DATA FOR THIS EXERCISE:

********************

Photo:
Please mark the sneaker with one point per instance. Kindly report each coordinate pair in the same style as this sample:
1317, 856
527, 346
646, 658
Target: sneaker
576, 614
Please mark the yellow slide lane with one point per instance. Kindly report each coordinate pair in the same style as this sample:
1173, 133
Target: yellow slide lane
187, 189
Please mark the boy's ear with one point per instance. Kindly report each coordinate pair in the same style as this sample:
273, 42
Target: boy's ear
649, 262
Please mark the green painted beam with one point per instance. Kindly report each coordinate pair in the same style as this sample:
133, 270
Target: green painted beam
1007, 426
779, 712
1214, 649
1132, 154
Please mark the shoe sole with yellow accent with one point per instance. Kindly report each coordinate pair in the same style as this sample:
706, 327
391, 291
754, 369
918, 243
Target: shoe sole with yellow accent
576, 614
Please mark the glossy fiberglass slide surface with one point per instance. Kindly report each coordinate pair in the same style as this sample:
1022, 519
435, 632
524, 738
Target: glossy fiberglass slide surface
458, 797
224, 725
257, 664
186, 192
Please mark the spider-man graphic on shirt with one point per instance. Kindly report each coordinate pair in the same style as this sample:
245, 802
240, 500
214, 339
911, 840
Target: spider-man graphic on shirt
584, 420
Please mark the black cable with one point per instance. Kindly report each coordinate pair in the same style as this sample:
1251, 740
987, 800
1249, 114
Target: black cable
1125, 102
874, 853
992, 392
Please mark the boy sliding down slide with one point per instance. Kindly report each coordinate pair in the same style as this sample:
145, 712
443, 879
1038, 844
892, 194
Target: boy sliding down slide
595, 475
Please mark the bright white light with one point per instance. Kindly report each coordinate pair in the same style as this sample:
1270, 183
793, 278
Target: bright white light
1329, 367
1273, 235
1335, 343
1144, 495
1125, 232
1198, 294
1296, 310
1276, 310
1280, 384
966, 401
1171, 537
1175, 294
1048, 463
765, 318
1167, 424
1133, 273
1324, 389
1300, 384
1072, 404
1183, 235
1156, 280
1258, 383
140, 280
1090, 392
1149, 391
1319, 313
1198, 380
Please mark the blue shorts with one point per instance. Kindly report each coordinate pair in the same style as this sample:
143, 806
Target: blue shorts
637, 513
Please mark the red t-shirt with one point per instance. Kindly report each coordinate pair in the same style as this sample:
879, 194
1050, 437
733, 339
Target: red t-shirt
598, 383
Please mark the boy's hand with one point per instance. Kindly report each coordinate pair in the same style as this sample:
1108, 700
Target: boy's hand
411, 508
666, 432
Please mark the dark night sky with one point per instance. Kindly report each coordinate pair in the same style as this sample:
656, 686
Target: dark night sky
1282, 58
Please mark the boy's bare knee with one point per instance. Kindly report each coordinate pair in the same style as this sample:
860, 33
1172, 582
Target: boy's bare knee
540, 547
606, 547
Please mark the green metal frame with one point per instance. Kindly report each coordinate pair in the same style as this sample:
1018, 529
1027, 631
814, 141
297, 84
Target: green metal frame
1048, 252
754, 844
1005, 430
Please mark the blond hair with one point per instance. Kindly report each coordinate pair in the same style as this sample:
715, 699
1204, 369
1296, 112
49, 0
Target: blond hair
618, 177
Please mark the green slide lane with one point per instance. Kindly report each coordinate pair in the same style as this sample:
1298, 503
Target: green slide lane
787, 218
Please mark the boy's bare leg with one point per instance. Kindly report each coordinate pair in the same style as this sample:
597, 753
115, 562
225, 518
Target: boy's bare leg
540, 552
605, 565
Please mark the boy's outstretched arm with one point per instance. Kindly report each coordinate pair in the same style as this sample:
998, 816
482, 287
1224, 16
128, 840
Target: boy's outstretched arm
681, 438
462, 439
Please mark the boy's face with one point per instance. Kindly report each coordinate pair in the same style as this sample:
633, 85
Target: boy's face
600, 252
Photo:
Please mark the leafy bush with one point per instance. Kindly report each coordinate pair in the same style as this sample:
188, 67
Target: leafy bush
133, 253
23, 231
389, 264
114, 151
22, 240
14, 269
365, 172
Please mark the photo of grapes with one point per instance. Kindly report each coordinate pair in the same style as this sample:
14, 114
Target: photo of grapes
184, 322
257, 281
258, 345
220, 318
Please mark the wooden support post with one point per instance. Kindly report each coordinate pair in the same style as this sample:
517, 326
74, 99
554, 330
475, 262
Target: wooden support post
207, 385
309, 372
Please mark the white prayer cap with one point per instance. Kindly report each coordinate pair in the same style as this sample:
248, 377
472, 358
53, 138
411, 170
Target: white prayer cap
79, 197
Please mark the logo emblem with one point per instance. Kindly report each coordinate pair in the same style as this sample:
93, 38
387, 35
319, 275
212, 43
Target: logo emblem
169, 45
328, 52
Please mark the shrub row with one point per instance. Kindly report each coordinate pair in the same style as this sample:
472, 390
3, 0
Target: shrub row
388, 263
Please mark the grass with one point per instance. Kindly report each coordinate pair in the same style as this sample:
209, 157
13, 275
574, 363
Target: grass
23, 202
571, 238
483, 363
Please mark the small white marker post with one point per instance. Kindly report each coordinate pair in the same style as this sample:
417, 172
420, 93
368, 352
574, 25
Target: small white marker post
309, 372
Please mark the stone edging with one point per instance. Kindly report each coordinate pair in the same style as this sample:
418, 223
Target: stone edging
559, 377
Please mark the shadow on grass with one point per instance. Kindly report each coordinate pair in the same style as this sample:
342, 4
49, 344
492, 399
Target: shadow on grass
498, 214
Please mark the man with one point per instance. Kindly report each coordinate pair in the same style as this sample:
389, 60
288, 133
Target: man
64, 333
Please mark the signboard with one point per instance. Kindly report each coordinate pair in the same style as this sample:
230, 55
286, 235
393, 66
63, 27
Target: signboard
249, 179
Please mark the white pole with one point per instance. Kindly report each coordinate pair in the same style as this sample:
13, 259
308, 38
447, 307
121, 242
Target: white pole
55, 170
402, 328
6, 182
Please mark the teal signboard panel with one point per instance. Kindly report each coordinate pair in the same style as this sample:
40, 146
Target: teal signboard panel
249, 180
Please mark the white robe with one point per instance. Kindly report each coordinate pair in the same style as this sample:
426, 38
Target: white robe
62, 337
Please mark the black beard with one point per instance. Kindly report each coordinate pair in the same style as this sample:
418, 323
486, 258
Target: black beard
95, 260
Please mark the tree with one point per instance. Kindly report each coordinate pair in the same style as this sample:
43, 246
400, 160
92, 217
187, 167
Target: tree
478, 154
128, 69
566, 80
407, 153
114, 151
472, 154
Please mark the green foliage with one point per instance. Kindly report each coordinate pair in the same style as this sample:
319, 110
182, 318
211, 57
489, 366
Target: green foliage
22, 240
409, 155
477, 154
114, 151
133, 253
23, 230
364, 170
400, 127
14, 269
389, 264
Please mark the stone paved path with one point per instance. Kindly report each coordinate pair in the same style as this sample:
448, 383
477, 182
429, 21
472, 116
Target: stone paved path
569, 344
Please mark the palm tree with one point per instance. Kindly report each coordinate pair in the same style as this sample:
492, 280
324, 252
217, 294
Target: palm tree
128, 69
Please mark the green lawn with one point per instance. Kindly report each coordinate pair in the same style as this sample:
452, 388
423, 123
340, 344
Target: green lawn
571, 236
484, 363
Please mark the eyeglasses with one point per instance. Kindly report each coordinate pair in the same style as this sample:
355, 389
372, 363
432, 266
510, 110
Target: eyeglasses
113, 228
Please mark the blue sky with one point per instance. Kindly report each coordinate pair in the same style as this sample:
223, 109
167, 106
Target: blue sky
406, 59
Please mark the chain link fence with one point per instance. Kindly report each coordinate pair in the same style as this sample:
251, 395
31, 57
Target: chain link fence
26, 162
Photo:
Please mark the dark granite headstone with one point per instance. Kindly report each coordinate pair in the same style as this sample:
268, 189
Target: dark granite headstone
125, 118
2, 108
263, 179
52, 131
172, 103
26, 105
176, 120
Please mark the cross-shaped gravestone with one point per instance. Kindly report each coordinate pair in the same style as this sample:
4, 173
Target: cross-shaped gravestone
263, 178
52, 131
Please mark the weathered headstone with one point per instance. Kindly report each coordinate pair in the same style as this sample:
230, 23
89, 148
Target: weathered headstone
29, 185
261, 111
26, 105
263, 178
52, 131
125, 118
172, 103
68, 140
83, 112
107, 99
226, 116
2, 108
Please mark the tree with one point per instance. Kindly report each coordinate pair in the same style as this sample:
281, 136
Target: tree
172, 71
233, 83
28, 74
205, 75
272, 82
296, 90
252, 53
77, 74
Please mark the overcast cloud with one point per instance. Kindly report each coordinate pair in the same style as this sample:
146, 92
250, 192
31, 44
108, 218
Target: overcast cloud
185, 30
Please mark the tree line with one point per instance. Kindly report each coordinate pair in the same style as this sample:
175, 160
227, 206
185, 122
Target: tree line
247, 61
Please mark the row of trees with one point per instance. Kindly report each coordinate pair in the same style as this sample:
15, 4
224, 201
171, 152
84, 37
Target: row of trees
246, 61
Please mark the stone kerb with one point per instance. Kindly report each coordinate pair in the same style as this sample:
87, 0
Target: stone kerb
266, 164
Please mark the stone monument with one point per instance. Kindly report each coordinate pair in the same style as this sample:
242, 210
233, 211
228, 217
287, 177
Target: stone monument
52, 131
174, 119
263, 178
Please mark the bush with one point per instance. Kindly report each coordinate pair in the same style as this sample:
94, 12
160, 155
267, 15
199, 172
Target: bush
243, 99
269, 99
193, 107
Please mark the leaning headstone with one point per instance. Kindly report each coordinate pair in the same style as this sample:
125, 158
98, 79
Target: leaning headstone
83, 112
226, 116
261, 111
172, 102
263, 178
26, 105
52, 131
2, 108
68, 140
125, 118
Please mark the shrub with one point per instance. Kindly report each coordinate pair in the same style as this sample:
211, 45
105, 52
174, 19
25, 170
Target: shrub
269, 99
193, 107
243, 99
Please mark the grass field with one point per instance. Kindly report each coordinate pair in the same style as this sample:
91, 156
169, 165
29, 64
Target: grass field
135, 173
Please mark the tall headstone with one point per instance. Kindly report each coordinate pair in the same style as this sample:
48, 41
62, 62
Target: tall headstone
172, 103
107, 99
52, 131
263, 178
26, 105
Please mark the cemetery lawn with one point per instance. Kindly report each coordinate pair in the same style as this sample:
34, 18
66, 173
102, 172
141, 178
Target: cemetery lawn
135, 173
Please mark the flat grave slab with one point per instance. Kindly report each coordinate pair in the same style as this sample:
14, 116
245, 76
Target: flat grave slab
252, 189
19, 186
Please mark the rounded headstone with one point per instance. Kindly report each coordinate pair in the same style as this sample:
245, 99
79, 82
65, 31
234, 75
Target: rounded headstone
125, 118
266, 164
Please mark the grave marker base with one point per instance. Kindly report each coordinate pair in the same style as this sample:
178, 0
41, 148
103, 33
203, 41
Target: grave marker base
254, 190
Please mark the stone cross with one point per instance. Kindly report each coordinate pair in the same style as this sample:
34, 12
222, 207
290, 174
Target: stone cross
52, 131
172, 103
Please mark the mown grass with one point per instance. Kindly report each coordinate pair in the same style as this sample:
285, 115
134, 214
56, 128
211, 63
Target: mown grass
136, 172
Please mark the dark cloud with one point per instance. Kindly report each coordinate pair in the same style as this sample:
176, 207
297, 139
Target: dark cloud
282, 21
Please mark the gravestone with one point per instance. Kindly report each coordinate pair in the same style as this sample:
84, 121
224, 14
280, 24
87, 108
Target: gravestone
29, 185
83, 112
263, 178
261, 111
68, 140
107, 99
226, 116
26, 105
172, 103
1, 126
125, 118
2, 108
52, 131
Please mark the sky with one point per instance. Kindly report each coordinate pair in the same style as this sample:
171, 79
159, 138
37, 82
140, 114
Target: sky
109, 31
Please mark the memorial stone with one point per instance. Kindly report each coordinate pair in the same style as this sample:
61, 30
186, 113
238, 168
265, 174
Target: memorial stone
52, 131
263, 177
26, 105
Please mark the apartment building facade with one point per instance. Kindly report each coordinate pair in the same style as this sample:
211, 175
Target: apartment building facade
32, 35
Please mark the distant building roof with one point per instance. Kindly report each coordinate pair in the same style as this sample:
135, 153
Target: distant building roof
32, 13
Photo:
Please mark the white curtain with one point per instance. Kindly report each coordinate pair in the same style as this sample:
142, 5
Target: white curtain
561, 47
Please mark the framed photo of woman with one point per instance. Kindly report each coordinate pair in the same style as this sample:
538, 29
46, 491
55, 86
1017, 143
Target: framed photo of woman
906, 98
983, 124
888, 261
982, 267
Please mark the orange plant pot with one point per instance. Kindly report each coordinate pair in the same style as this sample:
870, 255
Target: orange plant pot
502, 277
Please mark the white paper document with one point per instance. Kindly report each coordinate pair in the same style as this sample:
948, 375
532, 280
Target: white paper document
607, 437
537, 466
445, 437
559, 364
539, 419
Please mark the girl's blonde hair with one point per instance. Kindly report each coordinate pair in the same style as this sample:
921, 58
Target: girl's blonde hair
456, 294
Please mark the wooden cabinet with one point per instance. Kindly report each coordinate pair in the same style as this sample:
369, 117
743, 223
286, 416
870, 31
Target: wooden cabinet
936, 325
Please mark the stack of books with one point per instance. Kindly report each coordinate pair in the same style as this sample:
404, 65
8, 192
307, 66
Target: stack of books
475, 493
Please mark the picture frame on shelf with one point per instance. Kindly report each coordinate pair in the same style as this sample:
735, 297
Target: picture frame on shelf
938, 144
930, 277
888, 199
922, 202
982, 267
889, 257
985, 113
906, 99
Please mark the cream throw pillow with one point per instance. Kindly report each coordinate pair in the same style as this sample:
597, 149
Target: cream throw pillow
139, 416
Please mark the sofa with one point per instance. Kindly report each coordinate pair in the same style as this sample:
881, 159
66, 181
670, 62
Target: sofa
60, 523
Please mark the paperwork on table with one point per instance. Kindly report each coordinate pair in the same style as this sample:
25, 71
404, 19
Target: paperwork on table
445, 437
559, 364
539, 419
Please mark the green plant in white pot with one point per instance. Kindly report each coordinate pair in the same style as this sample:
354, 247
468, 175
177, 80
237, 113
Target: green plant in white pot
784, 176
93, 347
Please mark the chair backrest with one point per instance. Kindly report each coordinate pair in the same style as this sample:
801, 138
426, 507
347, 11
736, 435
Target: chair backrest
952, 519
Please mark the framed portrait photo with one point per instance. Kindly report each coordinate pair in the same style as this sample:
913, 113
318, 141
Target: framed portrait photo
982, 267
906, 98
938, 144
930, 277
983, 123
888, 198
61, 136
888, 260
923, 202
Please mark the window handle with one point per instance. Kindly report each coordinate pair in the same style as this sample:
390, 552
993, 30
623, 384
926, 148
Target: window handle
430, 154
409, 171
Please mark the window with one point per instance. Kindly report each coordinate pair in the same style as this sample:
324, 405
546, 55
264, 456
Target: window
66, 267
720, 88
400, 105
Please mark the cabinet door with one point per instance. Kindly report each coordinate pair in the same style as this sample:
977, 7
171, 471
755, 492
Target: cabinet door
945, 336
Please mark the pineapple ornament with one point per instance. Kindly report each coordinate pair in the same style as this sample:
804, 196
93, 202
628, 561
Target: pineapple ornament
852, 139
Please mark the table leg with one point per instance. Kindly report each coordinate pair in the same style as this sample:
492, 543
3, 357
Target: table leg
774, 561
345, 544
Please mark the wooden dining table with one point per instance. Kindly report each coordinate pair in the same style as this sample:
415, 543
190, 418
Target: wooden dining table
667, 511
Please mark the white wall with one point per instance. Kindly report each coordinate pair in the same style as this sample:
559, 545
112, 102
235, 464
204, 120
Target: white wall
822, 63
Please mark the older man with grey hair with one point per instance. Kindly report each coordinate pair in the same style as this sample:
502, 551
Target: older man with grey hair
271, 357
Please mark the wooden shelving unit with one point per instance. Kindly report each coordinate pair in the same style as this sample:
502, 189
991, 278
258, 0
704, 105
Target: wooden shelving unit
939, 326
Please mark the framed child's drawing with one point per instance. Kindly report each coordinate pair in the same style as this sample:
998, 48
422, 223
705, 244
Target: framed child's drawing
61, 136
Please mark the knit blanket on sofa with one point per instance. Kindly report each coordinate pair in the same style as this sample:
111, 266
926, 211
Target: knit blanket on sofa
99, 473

********************

WHAT THIS TASK INVOLVES: With the line that contains "Please mark the older" as the start, output every line through the end of the entries exactly. Add no other lines.

SOLUTION TO THIS PROBLEM:
Please mark the older man with grey hair with one point per instance. Kindly report each coordinate pair in the same style as this sample:
502, 551
Target: older man with grey hair
271, 357
Please mark the wooden shelving unit with one point per instance. Kindly report each coordinate pair in the same style as this sample:
502, 189
991, 278
258, 0
704, 105
Target: wooden shelving unit
939, 326
Please mark the framed child's drawing with one point per instance. Kindly report each coordinate pair in the same style as this sample:
998, 48
422, 223
705, 244
Target: framed child's drawing
61, 136
Please mark the knit blanket on sofa with one point per instance. Kindly report each coordinate pair in the same style as this sample:
111, 266
926, 211
Target: knit blanket on sofa
99, 473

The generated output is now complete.